Instruction: Filter the listing below down to the lines that contain the string "provided", copying each matching line unchanged.

---------- Record list

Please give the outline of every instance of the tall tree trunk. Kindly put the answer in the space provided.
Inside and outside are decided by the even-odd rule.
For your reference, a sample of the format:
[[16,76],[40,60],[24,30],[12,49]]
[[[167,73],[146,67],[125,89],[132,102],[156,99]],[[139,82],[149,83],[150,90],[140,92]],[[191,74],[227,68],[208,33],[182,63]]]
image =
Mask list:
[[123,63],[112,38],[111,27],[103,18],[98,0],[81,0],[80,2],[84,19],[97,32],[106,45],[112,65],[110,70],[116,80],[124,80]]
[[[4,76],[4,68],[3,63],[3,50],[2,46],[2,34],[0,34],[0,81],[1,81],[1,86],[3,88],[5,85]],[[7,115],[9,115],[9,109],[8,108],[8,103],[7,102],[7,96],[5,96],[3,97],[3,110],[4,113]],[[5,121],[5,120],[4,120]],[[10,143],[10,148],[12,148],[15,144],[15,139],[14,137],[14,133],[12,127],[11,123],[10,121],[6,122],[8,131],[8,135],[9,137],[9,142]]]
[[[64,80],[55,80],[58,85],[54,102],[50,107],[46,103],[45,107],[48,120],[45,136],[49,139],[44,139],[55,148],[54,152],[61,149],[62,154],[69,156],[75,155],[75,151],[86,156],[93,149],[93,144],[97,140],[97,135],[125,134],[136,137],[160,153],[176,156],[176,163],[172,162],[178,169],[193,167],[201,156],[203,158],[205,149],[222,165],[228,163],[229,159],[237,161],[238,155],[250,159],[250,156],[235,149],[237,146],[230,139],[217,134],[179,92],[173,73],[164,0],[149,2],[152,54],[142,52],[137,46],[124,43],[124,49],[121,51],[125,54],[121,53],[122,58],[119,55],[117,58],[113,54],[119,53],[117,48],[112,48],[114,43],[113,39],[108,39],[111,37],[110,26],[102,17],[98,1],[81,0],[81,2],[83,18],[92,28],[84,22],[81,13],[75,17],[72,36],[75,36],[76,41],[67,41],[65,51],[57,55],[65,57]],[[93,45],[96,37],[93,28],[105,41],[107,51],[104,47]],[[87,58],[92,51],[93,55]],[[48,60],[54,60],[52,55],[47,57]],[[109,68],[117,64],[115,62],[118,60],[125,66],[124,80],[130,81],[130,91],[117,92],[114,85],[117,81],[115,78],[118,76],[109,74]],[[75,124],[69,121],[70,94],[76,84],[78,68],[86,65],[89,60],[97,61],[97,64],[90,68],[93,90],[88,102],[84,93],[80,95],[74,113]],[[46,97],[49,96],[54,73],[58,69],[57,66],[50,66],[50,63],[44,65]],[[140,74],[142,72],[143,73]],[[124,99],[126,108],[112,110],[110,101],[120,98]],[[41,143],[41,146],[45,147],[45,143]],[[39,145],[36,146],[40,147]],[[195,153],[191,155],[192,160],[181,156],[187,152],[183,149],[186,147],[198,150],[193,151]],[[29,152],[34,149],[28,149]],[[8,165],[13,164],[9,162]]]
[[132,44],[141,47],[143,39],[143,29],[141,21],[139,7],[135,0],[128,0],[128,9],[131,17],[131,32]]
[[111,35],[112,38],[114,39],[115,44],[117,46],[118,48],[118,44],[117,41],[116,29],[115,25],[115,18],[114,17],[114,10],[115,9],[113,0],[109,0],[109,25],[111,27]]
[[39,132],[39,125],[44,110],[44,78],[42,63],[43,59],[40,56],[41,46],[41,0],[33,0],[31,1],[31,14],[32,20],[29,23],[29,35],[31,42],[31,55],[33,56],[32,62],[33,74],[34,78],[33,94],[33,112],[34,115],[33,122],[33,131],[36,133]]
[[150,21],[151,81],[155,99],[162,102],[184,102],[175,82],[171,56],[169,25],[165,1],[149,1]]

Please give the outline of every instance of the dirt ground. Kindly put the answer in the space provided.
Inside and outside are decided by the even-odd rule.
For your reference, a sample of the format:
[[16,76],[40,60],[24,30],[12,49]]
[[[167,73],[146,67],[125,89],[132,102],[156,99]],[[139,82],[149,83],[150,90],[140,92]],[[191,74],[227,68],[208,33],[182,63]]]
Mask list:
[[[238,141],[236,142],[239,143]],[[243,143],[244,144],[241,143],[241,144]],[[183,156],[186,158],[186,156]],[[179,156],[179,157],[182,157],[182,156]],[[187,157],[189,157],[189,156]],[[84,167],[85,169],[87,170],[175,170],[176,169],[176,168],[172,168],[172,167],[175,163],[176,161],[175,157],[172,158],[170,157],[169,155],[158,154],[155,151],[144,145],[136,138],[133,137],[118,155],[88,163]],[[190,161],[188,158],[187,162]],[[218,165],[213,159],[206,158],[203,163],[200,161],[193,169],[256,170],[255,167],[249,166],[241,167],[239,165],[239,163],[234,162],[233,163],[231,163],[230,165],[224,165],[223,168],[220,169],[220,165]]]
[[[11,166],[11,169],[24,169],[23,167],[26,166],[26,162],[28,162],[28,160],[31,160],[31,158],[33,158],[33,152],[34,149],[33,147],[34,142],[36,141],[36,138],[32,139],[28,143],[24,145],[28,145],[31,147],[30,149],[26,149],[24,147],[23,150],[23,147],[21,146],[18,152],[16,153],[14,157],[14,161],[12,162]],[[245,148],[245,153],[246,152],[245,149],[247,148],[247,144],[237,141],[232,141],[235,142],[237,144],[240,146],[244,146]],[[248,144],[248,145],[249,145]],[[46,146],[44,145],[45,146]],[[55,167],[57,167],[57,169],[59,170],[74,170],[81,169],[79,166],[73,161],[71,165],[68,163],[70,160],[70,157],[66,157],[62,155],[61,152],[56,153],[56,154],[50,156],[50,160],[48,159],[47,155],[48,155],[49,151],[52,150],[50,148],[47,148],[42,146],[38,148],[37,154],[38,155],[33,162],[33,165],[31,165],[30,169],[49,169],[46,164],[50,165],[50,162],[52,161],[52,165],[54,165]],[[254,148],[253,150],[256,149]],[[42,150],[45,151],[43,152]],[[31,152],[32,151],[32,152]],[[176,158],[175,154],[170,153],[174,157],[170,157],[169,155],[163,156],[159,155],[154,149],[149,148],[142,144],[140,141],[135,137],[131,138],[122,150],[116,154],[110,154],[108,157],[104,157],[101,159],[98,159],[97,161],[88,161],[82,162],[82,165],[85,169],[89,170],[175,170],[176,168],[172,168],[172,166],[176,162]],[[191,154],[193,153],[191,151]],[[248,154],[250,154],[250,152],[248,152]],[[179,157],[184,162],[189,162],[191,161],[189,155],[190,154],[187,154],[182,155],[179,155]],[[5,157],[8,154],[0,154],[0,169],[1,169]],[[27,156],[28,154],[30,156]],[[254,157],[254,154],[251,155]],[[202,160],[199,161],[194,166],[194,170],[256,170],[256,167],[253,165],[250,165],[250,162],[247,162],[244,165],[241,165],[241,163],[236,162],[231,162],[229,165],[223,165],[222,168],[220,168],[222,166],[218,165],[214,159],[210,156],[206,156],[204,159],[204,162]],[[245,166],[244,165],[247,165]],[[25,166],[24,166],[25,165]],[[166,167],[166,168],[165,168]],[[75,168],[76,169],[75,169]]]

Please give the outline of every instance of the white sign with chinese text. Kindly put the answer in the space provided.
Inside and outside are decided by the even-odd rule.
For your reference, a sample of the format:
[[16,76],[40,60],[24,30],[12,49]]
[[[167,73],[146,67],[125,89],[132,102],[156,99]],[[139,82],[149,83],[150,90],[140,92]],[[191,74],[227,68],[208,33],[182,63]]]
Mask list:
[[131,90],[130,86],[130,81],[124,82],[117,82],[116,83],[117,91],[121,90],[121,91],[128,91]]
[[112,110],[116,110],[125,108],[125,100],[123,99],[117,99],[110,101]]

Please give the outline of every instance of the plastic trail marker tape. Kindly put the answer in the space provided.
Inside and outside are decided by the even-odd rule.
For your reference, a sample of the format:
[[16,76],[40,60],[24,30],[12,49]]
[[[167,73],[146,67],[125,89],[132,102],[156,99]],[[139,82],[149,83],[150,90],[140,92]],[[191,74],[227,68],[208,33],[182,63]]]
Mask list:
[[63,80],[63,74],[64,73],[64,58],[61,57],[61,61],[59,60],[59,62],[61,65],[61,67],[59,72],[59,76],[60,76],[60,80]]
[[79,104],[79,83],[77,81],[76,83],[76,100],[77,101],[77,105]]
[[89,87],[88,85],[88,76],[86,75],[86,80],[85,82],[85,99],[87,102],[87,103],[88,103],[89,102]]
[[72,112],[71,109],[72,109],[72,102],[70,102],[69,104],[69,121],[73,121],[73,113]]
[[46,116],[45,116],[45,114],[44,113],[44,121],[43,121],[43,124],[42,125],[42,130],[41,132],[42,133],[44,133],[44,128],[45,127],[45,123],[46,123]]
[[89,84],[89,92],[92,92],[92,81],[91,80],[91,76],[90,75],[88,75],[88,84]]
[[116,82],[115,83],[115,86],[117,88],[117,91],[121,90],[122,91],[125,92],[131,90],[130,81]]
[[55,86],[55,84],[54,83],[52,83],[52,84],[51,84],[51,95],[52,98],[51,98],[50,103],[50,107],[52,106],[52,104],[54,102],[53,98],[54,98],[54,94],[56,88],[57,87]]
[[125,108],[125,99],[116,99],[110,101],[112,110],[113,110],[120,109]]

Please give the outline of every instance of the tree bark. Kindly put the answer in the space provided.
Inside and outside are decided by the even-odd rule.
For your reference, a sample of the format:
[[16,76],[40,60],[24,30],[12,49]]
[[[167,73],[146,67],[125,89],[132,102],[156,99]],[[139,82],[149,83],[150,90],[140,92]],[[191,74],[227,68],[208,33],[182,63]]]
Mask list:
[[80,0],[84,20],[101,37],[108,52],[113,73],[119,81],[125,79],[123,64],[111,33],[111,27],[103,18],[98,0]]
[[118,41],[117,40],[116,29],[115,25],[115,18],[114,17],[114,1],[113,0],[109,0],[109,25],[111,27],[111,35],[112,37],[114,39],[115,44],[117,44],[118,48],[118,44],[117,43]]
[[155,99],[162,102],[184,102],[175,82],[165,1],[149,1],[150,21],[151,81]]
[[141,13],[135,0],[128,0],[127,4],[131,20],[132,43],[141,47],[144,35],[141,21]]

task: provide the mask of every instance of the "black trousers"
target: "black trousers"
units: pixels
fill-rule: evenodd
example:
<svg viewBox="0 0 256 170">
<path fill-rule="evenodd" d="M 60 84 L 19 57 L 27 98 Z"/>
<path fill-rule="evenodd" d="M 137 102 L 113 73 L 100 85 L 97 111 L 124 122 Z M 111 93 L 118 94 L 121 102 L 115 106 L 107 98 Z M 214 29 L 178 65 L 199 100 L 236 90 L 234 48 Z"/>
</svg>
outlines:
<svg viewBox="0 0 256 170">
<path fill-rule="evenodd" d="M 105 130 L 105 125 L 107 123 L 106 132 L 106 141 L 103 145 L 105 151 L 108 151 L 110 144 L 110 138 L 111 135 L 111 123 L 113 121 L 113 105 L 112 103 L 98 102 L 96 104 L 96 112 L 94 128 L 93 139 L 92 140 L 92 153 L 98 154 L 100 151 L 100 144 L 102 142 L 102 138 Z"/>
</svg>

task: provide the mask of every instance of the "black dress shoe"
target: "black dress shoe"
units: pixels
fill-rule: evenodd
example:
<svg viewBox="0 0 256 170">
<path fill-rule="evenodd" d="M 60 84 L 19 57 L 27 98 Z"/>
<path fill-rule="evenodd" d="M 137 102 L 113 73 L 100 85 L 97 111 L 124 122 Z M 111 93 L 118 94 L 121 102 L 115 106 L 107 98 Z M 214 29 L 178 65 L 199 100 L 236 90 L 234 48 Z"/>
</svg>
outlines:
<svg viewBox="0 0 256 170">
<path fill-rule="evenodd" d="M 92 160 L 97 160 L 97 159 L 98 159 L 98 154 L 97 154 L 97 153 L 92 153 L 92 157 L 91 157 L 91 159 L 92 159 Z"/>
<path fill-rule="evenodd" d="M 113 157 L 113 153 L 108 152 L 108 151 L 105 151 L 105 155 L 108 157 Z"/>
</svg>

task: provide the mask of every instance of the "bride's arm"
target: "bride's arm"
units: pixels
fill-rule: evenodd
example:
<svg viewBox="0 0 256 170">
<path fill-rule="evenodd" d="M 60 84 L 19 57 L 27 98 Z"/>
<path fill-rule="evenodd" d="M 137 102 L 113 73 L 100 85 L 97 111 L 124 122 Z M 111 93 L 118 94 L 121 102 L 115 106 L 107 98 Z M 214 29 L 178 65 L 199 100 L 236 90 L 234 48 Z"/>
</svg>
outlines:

--------------------

Output:
Please give the outline of every instance of the tall tree trunk. Kindly put the answer in the space provided.
Please give the outline of every instance of the dirt ground. Kindly put the answer in the space provided.
Please give the outline of every instance of the white sign with chinese text. Kindly put the answer in the space provided.
Please give the outline of every instance of the plastic trail marker tape. Kindly put the answer in the space provided.
Please give the outline of every instance of the tree bark. Kindly put the answer in the space provided.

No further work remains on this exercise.